**O QUE FAZER**:
Responda com base no texto sobre furto qualificado:
1. Qual é a primeira hipótese de furto qualificado trazida pela lei?
2. O obstáculo deve anteceder o quê?
3. A violência contra o próprio objeto do crime qualifica a conduta?

**TEXTO FORNECIDO**:
****
Furto: Modalidades Qualificadas
Momento da destruição; obstáculo descontínuo
Agora vamos falar de algumas particularidades das formas qualificadas do crime de furto.
Iniciaremos nossa análise pela primeira hipótese de furto qualificado trazida pela lei:
I - com destruição ou rompimento de obstáculo à subtração da coisa;
Como falamos anteriormente, o obstáculo deve anteceder a coisa a ser furtada, ou seja, deve ter sido rompido com a finalidade de acesso ao alvo do furto, sendo que a violência contra o próprio objeto do crime não qualifica a conduta.
****
(Registros de formas rotuladas)
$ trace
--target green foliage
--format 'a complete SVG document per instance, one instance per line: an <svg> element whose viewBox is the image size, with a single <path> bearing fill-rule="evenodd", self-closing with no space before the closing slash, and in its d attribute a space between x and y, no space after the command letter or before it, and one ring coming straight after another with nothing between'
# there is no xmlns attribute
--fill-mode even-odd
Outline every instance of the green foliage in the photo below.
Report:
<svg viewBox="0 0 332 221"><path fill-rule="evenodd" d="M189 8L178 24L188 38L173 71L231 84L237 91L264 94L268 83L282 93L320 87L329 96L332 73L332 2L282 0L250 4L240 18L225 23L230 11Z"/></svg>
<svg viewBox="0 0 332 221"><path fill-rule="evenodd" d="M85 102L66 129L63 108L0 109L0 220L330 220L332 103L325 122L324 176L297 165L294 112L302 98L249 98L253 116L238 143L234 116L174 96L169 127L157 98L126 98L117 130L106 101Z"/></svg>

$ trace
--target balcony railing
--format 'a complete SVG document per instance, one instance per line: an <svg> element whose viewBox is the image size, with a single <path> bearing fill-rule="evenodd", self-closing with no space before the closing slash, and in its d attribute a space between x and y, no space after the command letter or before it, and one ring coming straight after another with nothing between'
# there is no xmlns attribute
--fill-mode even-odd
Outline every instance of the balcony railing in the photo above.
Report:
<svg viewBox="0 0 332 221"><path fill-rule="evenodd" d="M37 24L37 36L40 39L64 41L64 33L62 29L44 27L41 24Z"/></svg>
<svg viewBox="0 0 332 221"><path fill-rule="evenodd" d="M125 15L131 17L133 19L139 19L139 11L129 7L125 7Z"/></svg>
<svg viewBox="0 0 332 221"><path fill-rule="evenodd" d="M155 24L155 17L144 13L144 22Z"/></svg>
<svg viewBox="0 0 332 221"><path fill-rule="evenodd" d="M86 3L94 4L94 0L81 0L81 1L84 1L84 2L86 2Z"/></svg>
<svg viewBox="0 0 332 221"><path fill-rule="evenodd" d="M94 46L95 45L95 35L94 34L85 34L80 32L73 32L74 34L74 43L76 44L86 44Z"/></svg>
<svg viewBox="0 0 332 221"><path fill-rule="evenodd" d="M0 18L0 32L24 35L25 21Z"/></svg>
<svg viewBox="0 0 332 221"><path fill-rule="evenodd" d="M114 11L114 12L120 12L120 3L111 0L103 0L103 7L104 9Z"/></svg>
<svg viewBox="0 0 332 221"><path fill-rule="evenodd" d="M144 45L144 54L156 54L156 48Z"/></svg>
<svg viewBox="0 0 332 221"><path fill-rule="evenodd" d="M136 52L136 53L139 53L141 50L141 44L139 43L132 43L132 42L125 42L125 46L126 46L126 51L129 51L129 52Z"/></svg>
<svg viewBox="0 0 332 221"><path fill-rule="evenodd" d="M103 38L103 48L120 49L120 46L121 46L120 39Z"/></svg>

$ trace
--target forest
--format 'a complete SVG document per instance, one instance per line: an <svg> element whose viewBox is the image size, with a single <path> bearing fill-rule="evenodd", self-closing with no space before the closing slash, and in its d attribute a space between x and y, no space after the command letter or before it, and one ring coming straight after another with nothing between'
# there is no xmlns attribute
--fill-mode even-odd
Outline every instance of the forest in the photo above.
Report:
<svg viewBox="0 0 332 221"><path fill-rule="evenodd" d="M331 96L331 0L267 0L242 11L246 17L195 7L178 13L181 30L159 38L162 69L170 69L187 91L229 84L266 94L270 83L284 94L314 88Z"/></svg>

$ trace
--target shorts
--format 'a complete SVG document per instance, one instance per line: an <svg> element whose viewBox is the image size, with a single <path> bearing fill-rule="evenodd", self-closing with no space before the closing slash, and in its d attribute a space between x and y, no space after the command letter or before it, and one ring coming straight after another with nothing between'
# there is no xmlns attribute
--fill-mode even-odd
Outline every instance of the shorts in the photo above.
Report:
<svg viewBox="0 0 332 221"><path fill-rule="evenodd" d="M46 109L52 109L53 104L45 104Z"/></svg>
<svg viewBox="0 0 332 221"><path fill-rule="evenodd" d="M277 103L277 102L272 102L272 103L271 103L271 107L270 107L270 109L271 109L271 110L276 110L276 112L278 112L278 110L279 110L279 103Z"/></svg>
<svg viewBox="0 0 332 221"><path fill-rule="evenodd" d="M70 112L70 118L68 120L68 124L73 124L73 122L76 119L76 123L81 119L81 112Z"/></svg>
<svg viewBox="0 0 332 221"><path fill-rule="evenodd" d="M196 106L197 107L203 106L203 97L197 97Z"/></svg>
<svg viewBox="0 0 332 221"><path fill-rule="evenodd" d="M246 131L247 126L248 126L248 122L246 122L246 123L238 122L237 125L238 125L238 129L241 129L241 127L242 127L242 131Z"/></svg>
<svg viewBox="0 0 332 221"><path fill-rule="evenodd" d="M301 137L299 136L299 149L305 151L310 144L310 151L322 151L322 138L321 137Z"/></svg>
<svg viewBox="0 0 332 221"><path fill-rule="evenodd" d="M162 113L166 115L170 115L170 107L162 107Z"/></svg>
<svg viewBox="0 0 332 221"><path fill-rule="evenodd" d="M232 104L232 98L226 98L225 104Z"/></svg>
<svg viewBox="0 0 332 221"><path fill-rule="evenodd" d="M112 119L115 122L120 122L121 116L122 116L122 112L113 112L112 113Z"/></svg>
****
**RESULTADO DA TAREFA**:
1. Com destruição ou rompimento de obstáculo à subtração da coisa.
2. A coisa a ser furtada.
3. Não.